> **THE RECORDS**:
[Begin]

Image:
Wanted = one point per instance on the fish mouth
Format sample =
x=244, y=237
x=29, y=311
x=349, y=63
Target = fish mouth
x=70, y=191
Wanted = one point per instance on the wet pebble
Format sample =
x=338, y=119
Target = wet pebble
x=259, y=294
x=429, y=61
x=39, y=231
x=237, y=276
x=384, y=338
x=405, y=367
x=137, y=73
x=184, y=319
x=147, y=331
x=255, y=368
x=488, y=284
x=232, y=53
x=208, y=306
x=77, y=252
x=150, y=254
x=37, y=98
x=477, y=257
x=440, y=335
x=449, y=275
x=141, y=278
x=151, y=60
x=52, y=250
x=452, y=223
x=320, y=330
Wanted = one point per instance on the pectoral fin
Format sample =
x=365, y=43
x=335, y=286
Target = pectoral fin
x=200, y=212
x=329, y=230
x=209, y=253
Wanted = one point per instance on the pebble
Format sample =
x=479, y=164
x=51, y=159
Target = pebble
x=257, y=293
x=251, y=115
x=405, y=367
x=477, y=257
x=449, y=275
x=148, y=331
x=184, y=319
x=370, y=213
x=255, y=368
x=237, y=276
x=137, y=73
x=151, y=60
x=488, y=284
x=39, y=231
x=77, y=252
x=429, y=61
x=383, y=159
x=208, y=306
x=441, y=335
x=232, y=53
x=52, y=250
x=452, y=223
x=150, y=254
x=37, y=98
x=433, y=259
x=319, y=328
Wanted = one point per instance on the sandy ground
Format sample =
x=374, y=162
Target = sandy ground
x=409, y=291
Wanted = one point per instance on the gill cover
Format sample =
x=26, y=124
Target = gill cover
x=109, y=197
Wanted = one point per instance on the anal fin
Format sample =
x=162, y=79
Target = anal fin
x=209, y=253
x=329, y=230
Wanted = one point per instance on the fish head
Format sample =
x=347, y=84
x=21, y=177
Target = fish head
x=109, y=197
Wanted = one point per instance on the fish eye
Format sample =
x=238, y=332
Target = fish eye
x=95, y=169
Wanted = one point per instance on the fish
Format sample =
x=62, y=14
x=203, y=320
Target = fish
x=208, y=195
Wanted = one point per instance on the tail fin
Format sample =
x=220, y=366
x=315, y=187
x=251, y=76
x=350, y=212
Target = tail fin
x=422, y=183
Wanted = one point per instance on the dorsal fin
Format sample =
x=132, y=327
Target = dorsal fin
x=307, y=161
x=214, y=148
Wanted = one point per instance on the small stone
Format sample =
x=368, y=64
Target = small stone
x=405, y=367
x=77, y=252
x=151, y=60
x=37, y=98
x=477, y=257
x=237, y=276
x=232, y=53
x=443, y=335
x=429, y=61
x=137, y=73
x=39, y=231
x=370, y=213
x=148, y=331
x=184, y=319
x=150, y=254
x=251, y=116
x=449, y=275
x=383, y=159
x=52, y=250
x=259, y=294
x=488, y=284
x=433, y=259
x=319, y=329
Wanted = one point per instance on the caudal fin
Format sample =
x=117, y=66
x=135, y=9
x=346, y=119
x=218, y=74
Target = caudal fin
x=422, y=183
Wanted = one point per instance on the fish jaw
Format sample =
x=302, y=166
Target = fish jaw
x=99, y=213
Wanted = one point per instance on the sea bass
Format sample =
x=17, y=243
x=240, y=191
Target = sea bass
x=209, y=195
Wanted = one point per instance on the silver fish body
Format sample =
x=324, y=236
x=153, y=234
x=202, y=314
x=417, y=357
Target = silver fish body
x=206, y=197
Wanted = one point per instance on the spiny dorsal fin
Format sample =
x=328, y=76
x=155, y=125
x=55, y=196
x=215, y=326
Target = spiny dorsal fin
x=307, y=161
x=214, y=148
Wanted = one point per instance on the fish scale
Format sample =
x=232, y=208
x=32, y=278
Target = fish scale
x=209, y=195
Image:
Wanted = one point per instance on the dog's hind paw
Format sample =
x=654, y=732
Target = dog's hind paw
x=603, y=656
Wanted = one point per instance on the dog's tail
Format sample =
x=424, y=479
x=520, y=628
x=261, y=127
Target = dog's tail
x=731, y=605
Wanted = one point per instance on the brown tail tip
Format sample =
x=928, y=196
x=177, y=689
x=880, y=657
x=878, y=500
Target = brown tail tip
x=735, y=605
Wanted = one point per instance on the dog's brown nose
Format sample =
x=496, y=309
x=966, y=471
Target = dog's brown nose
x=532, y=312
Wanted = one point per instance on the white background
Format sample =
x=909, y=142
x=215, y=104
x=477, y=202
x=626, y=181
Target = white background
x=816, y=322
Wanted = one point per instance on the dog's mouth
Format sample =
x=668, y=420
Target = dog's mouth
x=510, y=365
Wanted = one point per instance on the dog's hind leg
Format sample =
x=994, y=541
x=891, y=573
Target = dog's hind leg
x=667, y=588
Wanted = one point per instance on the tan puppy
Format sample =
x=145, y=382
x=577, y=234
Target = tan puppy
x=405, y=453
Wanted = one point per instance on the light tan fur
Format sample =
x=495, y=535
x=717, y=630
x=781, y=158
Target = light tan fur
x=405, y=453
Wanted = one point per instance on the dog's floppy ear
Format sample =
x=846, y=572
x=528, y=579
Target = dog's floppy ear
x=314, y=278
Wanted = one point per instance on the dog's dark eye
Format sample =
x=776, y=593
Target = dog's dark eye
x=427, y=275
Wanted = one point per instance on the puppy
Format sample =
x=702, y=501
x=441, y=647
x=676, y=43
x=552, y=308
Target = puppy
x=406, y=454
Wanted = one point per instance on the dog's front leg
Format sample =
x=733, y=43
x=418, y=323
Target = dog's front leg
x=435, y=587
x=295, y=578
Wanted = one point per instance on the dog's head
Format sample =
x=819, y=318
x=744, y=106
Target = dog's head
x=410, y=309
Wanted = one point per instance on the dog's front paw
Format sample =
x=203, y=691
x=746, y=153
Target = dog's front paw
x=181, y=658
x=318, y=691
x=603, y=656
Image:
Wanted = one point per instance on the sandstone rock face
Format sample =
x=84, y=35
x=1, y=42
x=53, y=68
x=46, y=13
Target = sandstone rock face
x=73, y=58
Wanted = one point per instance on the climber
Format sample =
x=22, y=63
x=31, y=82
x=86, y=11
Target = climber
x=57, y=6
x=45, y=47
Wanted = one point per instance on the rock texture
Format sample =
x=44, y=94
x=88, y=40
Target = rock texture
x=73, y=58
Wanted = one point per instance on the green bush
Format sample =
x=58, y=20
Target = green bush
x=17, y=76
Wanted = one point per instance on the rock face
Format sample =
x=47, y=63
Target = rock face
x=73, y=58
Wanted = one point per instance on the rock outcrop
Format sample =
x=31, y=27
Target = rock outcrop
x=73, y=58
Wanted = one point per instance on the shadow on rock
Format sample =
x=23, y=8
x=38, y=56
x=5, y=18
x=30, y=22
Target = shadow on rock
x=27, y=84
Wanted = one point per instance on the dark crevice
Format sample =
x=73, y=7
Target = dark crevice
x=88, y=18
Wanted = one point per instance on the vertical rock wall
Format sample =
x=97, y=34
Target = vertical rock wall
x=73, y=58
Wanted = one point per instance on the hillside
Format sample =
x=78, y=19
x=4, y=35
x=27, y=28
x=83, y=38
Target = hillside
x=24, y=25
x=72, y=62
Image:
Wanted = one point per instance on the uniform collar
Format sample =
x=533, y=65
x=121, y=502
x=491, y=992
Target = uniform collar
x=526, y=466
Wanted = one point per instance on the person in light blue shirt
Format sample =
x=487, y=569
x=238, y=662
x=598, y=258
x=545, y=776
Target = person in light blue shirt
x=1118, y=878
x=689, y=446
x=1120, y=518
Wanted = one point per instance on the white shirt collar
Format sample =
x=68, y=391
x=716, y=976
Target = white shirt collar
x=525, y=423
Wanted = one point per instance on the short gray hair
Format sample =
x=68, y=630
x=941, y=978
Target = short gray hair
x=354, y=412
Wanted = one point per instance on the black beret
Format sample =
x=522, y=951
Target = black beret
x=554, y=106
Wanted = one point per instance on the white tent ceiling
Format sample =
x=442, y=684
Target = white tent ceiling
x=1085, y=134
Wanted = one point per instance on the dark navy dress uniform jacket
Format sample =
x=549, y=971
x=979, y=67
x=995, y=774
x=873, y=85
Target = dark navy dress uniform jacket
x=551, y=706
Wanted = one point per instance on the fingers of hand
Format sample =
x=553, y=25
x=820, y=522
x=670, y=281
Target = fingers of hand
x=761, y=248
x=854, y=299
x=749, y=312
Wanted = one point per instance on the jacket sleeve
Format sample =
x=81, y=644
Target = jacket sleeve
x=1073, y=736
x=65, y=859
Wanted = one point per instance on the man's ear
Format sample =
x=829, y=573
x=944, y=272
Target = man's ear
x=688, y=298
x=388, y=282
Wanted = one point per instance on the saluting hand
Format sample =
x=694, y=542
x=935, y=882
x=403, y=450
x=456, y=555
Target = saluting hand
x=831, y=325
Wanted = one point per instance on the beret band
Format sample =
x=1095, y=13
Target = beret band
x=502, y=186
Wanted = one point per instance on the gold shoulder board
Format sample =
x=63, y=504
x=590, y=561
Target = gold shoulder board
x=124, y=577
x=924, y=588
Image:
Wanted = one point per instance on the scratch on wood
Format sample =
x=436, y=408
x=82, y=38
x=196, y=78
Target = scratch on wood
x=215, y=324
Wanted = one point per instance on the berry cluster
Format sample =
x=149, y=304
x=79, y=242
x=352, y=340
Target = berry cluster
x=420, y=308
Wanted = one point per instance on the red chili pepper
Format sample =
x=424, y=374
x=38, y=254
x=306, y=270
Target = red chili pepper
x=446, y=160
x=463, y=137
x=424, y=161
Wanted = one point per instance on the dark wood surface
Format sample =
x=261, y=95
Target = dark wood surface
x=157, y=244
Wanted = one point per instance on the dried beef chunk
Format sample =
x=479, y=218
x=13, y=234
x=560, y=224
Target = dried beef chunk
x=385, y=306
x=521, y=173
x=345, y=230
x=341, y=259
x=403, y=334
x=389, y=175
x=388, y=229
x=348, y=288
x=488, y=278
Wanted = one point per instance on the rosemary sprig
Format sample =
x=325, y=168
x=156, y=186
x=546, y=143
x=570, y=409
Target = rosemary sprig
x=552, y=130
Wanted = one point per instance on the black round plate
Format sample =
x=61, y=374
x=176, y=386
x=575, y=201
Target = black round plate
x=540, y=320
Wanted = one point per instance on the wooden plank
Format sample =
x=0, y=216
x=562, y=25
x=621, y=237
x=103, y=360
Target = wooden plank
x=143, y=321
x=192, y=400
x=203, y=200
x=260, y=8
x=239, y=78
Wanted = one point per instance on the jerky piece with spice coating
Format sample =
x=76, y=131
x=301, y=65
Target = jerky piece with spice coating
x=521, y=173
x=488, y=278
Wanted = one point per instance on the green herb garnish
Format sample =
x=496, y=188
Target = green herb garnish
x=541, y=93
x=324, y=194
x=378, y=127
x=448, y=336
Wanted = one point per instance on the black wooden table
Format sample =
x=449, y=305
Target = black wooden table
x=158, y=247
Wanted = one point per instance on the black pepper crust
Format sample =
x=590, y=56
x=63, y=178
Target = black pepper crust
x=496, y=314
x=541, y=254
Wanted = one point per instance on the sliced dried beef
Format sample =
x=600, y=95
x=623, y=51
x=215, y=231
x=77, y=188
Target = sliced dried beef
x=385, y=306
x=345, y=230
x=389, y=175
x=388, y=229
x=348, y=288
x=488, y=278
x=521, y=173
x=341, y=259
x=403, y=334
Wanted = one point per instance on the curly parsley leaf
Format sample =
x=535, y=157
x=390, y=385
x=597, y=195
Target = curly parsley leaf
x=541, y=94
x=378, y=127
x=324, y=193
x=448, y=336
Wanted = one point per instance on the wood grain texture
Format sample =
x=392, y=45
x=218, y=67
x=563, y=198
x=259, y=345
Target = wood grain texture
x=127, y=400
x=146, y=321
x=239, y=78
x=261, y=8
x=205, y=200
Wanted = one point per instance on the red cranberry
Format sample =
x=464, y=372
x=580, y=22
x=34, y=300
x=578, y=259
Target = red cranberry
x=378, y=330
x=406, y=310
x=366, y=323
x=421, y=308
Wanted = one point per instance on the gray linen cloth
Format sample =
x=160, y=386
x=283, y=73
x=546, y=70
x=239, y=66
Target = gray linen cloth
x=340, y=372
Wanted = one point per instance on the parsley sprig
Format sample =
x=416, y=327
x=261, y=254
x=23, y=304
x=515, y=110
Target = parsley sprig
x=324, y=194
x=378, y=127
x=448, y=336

[End]

> **TO DO**:
Could you write out the stretch of data from the line containing "Wanted = one point per instance on the dried" through the line containing "x=540, y=320", swapping "rosemary sprig" for "thyme sprig" and leaving everything else as it stands?

> **COMPLETED EXERCISE**:
Wanted = one point per instance on the dried beef chunk
Format sample =
x=479, y=218
x=13, y=234
x=560, y=224
Target = dried beef chunk
x=385, y=306
x=521, y=173
x=345, y=230
x=341, y=259
x=403, y=334
x=389, y=175
x=388, y=229
x=348, y=288
x=488, y=278
Wanted = one point per instance on the thyme sprig
Format sample =
x=325, y=168
x=156, y=186
x=546, y=143
x=570, y=409
Target = thyme sprig
x=552, y=130
Wanted = one point per instance on the black round plate
Format sample =
x=61, y=374
x=176, y=386
x=575, y=201
Target = black round plate
x=540, y=320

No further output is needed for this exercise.